Aim of the exercise
Write out the items below word for word, starting at the line containing "Where can you spot the purple petal?" and ending at the last line of the items.

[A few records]
---

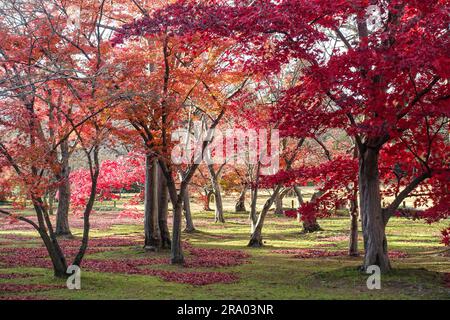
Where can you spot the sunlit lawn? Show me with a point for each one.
(267, 275)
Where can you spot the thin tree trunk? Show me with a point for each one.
(278, 205)
(151, 223)
(240, 204)
(95, 171)
(375, 242)
(62, 213)
(177, 250)
(51, 243)
(218, 214)
(353, 245)
(206, 205)
(311, 225)
(256, 237)
(187, 213)
(163, 211)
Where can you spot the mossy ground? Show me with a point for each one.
(268, 275)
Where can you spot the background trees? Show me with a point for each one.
(359, 92)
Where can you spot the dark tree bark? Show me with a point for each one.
(353, 241)
(62, 213)
(151, 211)
(177, 250)
(278, 205)
(256, 239)
(206, 205)
(45, 230)
(163, 209)
(375, 242)
(240, 203)
(187, 213)
(218, 212)
(311, 225)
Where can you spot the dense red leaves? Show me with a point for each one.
(15, 275)
(316, 253)
(198, 258)
(121, 174)
(213, 258)
(13, 287)
(446, 237)
(12, 297)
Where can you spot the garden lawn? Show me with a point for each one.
(290, 266)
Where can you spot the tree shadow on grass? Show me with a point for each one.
(408, 283)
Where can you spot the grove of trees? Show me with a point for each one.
(358, 91)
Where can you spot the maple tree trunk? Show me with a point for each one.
(151, 223)
(311, 225)
(218, 213)
(240, 203)
(375, 242)
(256, 237)
(163, 209)
(50, 241)
(95, 167)
(62, 213)
(298, 193)
(278, 205)
(206, 206)
(187, 213)
(353, 241)
(56, 256)
(177, 250)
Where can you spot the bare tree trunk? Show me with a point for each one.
(151, 223)
(353, 245)
(218, 214)
(51, 203)
(163, 210)
(375, 242)
(240, 204)
(311, 225)
(278, 205)
(177, 250)
(62, 213)
(51, 243)
(256, 237)
(208, 194)
(187, 213)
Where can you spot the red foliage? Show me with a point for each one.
(15, 275)
(446, 237)
(13, 287)
(212, 258)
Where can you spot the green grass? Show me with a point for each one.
(270, 275)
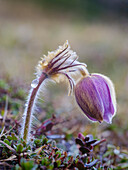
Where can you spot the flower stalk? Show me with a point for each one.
(30, 105)
(59, 65)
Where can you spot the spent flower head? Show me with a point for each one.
(61, 63)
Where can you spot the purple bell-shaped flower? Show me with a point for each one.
(95, 94)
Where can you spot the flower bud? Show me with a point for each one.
(95, 94)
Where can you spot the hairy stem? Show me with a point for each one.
(30, 105)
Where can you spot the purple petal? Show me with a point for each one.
(104, 92)
(89, 99)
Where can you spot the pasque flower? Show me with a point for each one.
(58, 65)
(95, 95)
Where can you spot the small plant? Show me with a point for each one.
(94, 93)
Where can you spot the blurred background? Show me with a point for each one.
(97, 30)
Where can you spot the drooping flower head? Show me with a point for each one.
(58, 65)
(95, 95)
(61, 63)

---

Result
Where can you spot the purple petal? Show me with a point for each one.
(104, 92)
(89, 99)
Where can you spot the pasque flower? Show me with a point for each one.
(58, 65)
(95, 95)
Where can you spot the small plant? Show me with a point for each one.
(94, 93)
Where can you spot the blurred background? Show me with a point for each one.
(97, 30)
Where can you spot the drooping flower head? Show me with a point for each one.
(58, 65)
(95, 95)
(61, 63)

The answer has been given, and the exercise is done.